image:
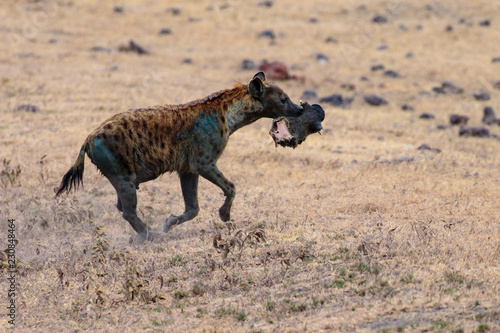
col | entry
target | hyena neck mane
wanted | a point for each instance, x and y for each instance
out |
(235, 105)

SET TASK:
Please write out every line of the records again, requests included, shifting each coordinate in the answers up by 83. Leave the pictures out.

ANSWER TO THE TASK:
image:
col | entry
target | hyena neck mane
wanted | a point for each instance, x and y for each instance
out |
(318, 188)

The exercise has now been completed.